## Activity
Reproduce the section of the listing that begins at the line containing "TARGET: lichen on nest" and finishes at the line containing "POINT: one per instance on the leaf stem". Include both end lines and nothing beyond them.
====
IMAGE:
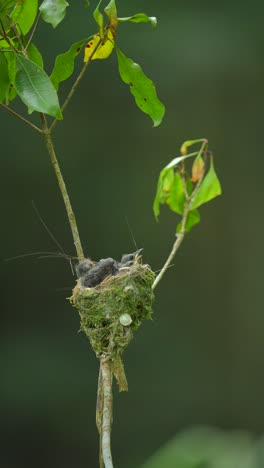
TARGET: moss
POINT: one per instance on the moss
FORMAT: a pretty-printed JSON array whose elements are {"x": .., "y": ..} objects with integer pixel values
[{"x": 100, "y": 309}]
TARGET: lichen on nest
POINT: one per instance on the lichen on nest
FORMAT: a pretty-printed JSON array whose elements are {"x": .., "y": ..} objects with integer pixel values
[{"x": 113, "y": 310}]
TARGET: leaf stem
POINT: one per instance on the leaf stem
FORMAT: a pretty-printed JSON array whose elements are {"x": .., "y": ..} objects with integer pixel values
[
  {"x": 179, "y": 238},
  {"x": 106, "y": 369},
  {"x": 71, "y": 217},
  {"x": 76, "y": 84},
  {"x": 21, "y": 118}
]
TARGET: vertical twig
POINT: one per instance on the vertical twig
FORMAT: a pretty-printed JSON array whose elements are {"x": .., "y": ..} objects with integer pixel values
[
  {"x": 99, "y": 414},
  {"x": 106, "y": 369},
  {"x": 63, "y": 189}
]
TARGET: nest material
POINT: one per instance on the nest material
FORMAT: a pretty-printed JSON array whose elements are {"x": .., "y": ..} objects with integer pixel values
[{"x": 114, "y": 309}]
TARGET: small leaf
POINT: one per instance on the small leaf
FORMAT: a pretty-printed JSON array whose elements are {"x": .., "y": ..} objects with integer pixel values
[
  {"x": 53, "y": 11},
  {"x": 24, "y": 14},
  {"x": 64, "y": 64},
  {"x": 209, "y": 188},
  {"x": 4, "y": 78},
  {"x": 141, "y": 87},
  {"x": 176, "y": 197},
  {"x": 6, "y": 4},
  {"x": 111, "y": 12},
  {"x": 34, "y": 55},
  {"x": 35, "y": 88},
  {"x": 188, "y": 143},
  {"x": 197, "y": 168},
  {"x": 103, "y": 50},
  {"x": 193, "y": 218},
  {"x": 139, "y": 18},
  {"x": 164, "y": 185},
  {"x": 99, "y": 19}
]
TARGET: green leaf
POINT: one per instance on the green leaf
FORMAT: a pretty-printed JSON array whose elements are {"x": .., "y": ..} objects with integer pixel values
[
  {"x": 209, "y": 188},
  {"x": 4, "y": 78},
  {"x": 24, "y": 14},
  {"x": 6, "y": 4},
  {"x": 141, "y": 87},
  {"x": 111, "y": 12},
  {"x": 64, "y": 64},
  {"x": 35, "y": 88},
  {"x": 139, "y": 18},
  {"x": 53, "y": 11},
  {"x": 176, "y": 197},
  {"x": 163, "y": 187},
  {"x": 165, "y": 182},
  {"x": 11, "y": 62},
  {"x": 99, "y": 19},
  {"x": 34, "y": 55},
  {"x": 193, "y": 218}
]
====
## Written answer
TARGET: lichen on nest
POINT: one per instance on the lichen on nest
FORMAT: a pretty-printed JSON array whose elements are {"x": .., "y": ..} objects with integer pixel values
[{"x": 113, "y": 310}]
TARGET: leaf stem
POINT: one per instance on the leaf stem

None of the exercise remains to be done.